[Collected data entries]
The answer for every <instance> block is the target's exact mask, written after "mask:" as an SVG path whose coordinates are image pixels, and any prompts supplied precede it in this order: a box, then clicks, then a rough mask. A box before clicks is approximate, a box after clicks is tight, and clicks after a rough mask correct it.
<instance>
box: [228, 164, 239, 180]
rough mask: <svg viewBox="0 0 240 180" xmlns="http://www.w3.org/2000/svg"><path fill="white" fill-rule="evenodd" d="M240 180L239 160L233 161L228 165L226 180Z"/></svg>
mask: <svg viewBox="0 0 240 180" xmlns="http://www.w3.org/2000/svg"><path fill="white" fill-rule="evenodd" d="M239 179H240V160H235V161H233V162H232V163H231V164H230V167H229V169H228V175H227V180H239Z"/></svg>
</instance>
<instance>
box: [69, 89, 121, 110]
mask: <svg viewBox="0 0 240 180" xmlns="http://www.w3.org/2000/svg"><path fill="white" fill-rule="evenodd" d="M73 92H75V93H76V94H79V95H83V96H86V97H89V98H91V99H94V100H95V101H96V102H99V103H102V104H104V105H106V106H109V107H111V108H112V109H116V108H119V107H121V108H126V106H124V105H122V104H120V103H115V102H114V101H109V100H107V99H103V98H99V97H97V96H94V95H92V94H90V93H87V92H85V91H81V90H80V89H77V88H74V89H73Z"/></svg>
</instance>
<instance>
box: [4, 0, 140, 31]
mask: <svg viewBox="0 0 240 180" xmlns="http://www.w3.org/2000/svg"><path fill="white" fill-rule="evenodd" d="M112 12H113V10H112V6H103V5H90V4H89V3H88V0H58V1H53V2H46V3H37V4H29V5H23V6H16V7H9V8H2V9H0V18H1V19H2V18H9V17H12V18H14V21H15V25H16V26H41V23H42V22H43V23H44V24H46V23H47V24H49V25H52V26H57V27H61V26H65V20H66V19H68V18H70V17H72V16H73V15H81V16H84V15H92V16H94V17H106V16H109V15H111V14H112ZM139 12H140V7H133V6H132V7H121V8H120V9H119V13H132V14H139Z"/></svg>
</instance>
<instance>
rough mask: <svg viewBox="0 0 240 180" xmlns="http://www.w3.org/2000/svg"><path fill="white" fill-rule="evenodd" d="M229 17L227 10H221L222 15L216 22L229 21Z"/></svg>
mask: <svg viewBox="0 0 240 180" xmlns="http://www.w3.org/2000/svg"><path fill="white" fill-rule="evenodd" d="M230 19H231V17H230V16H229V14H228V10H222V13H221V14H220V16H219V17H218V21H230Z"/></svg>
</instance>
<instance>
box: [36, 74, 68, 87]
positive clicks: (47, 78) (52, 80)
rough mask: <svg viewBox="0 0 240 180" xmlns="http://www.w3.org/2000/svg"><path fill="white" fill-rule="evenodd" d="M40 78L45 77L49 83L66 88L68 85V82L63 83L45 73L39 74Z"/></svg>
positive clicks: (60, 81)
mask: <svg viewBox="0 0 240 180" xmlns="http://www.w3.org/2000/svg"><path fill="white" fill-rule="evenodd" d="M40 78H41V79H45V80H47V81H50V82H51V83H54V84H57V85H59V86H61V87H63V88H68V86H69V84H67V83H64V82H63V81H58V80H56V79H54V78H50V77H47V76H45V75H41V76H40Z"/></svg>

TASK GOAL
Rewrite the entries above with each occurrence of "rough mask" switched to "coarse mask" and everything else left unchanged.

COMPLETED TASK
The answer for every <instance> block is the target's exact mask, written after "mask:" as an SVG path whose coordinates are image pixels, and any prompts supplied precede it in this order: a box, then clicks, then a coarse mask. A box before clicks is approximate, a box after clicks is tight, and clicks after a coarse mask correct it.
<instance>
box: [228, 164, 239, 180]
coarse mask: <svg viewBox="0 0 240 180" xmlns="http://www.w3.org/2000/svg"><path fill="white" fill-rule="evenodd" d="M240 180L239 160L233 161L228 165L226 180Z"/></svg>
mask: <svg viewBox="0 0 240 180" xmlns="http://www.w3.org/2000/svg"><path fill="white" fill-rule="evenodd" d="M239 179H240V160H235V161H233V162H232V163H231V164H230V167H229V169H228V175H227V180H239Z"/></svg>
</instance>
<instance>
box: [69, 89, 121, 110]
mask: <svg viewBox="0 0 240 180" xmlns="http://www.w3.org/2000/svg"><path fill="white" fill-rule="evenodd" d="M73 92H75V93H76V94H79V95H83V96H86V97H89V98H91V99H94V100H95V101H96V102H99V103H102V104H104V105H106V106H109V107H111V108H112V109H116V108H119V107H121V108H126V106H124V105H122V104H120V103H115V102H114V101H109V100H107V99H103V98H99V97H97V96H94V95H92V94H90V93H87V92H85V91H81V90H80V89H77V88H74V89H73Z"/></svg>
</instance>
<instance>
box: [4, 0, 140, 31]
mask: <svg viewBox="0 0 240 180" xmlns="http://www.w3.org/2000/svg"><path fill="white" fill-rule="evenodd" d="M112 12H113V10H112V6H103V5H90V4H89V3H88V0H58V1H53V2H46V3H37V4H29V5H23V6H16V7H9V8H2V9H0V18H1V19H2V18H9V17H12V18H14V21H15V25H16V26H41V23H42V22H43V23H44V24H46V23H47V24H49V25H52V26H57V27H61V26H65V20H66V19H68V18H70V17H72V16H73V15H81V16H84V15H92V16H94V17H106V16H109V15H111V14H112ZM139 12H140V7H133V6H132V7H121V8H120V9H119V13H132V14H139Z"/></svg>
</instance>
<instance>
coarse mask: <svg viewBox="0 0 240 180" xmlns="http://www.w3.org/2000/svg"><path fill="white" fill-rule="evenodd" d="M229 17L227 10H221L222 15L216 22L229 21Z"/></svg>
mask: <svg viewBox="0 0 240 180" xmlns="http://www.w3.org/2000/svg"><path fill="white" fill-rule="evenodd" d="M230 19H231V17H230V16H229V14H228V10H222V13H221V14H220V16H219V17H218V21H230Z"/></svg>
</instance>
<instance>
box: [36, 74, 68, 87]
positive clicks: (47, 78) (52, 80)
coarse mask: <svg viewBox="0 0 240 180" xmlns="http://www.w3.org/2000/svg"><path fill="white" fill-rule="evenodd" d="M40 78L45 77L49 83L66 88L68 85V82L63 83L45 73L39 74Z"/></svg>
positive clicks: (60, 81)
mask: <svg viewBox="0 0 240 180" xmlns="http://www.w3.org/2000/svg"><path fill="white" fill-rule="evenodd" d="M40 78H41V79H45V80H47V81H50V82H51V83H54V84H57V85H59V86H61V87H63V88H68V86H69V84H67V83H64V82H63V81H58V80H56V79H54V78H50V77H47V76H45V75H41V76H40Z"/></svg>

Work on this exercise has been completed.